Start of LISTED RECORDS

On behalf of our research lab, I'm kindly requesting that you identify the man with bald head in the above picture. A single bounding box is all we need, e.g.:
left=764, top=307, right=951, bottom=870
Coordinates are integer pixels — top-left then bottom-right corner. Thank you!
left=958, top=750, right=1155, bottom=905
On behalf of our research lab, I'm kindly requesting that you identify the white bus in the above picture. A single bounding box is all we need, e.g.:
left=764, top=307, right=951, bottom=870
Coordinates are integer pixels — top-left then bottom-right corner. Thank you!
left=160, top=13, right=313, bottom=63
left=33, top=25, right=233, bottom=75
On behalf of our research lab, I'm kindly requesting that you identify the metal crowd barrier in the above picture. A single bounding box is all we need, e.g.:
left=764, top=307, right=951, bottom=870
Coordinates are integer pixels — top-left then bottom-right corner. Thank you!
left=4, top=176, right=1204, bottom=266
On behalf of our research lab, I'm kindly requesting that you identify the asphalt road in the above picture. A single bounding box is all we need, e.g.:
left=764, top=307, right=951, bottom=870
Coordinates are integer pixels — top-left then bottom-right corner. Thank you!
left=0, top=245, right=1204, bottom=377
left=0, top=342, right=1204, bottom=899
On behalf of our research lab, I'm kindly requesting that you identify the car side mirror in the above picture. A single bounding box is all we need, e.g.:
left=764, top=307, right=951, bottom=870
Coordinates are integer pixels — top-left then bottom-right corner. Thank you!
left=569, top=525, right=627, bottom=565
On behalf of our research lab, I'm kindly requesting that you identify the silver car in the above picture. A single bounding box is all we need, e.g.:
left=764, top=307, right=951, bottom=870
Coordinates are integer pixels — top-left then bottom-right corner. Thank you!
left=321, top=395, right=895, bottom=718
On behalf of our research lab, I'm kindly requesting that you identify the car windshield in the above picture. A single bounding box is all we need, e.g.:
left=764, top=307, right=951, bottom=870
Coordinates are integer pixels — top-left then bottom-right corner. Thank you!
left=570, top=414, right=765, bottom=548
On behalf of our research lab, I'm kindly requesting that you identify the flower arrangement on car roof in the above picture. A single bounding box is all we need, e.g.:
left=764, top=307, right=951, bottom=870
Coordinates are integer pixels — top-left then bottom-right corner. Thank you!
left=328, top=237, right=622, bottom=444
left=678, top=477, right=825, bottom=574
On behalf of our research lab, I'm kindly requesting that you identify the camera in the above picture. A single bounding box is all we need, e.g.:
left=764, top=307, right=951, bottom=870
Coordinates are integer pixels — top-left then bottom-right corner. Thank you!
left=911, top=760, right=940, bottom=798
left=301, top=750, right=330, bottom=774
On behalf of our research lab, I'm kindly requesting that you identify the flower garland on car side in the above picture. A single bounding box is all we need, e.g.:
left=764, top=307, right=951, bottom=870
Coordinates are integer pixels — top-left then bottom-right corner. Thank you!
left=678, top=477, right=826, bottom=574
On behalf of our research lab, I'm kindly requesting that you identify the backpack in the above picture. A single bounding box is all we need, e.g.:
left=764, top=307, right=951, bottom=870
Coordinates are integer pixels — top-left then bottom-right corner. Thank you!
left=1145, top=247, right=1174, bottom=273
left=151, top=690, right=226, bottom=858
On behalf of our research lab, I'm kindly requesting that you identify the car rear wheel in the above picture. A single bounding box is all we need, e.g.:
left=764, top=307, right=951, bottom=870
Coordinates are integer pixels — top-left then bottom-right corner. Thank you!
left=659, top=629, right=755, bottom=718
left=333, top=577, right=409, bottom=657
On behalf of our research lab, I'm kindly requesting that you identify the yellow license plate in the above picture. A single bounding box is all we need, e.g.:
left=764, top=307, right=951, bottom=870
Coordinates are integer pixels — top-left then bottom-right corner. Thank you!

End of LISTED RECORDS

(WORK TO DO):
Present all of the items above as a numbered list, leaving out any blank lines.

(REPLY):
1. On behalf of our research lab, I'm kindly requesting that you identify the man with bald head in the above picture. A single bounding box is all we need, e.g.:
2. left=764, top=307, right=951, bottom=870
3. Coordinates are integer pixels — top-left then bottom-right corner. Thank you!
4. left=958, top=750, right=1155, bottom=905
5. On behalf of our research lab, I'm kindly requesting that you identify the white bus in the above picture. A single bounding box is all we need, e.g.:
6. left=764, top=307, right=951, bottom=870
7. Coordinates are integer pixels — top-left then bottom-right corner. Thank you!
8. left=160, top=13, right=313, bottom=63
9. left=33, top=25, right=233, bottom=75
10. On behalf of our research lab, I'm kindly requesting that you identify the metal crowd barrier in the above picture. A single bounding box is all we need, e.g.:
11. left=764, top=307, right=951, bottom=870
12. Coordinates are integer pixels — top-left then bottom-right corner. Thank you!
13. left=4, top=176, right=1204, bottom=266
14. On behalf of our research lab, I'm kindly requesting that you identify the asphalt road in the above picture. A single bounding box is all we need, e.g.:
15. left=764, top=307, right=951, bottom=870
16. Coordinates are integer pixels — top-left then bottom-right corner. Thank you!
17. left=0, top=245, right=1204, bottom=377
18. left=0, top=342, right=1204, bottom=899
19. On behalf of our research lab, I'm kindly requesting that you identify the car side mirror in the above picture. A single bounding box is all we need, e.g.:
20. left=764, top=307, right=951, bottom=870
21. Coordinates are integer pixels — top-left then bottom-right corner. Thank you!
22. left=569, top=525, right=627, bottom=565
23. On behalf of our research lab, I'm kindly requesting that you identify the silver car in the above picture. A single bounding box is all we need, e.g.:
24. left=764, top=307, right=951, bottom=870
25. Coordinates are integer pixels — top-left then bottom-right corner. Thank you!
26. left=321, top=395, right=895, bottom=718
27. On behalf of our research lab, I'm kindly requesting that you identify the car windshield in the above picture. A single bounding box is all we need, e.g.:
28. left=764, top=307, right=951, bottom=870
29. Coordinates are integer pixels — top-left then bottom-right corner. Thank you!
30. left=570, top=414, right=765, bottom=548
31. On behalf of our research lab, I'm kindly requesting that you identify the flower arrangement on car roof in the above picture. A single bounding box is all we need, e.g.:
32. left=764, top=307, right=951, bottom=870
33. Coordinates are integer pixels — top-left then bottom-right corner. Thank you!
34. left=328, top=237, right=622, bottom=444
35. left=678, top=477, right=825, bottom=574
36. On behalf of our research lab, I'm kindly requesting that you identify the camera in the above picture. A single bounding box is all we need, e.g.:
37. left=764, top=307, right=951, bottom=870
38. Coordinates are integer pixels — top-left then bottom-right corner. Thank you!
39. left=911, top=760, right=940, bottom=798
40. left=301, top=750, right=330, bottom=774
41. On behalf of our research lab, I'm kindly requesting that you identify the flower garland on car side in the above picture. A single bounding box is all we need, e.g.:
42. left=764, top=307, right=951, bottom=870
43. Coordinates are integer pixels — top-left then bottom-right corner. Thank you!
44. left=678, top=477, right=826, bottom=574
45. On behalf of our research lab, I'm kindly requesting that you identify the backpack in the above picture. A single bounding box is all we need, e.g.:
46. left=764, top=307, right=951, bottom=870
47. Coordinates are integer pixels — top-left then bottom-right corner. Thank you!
48. left=1145, top=247, right=1174, bottom=273
49. left=151, top=690, right=226, bottom=858
50. On behalf of our research lab, I'm kindly requesting that you identify the car rear wheel in the above picture. A single bounding box is all we need, e.g.:
51. left=764, top=307, right=951, bottom=870
52. Coordinates are integer pixels — top-left then bottom-right corner. Thank you!
53. left=659, top=629, right=755, bottom=718
54. left=333, top=577, right=409, bottom=657
55. On behalf of our research lab, I'm kindly requesting that you identify the yellow license plate in the above picture. A single bounding box is all we need, e.g.:
56. left=764, top=307, right=951, bottom=870
57. Coordinates are integer pixels — top-left then bottom-right corner. Thank you!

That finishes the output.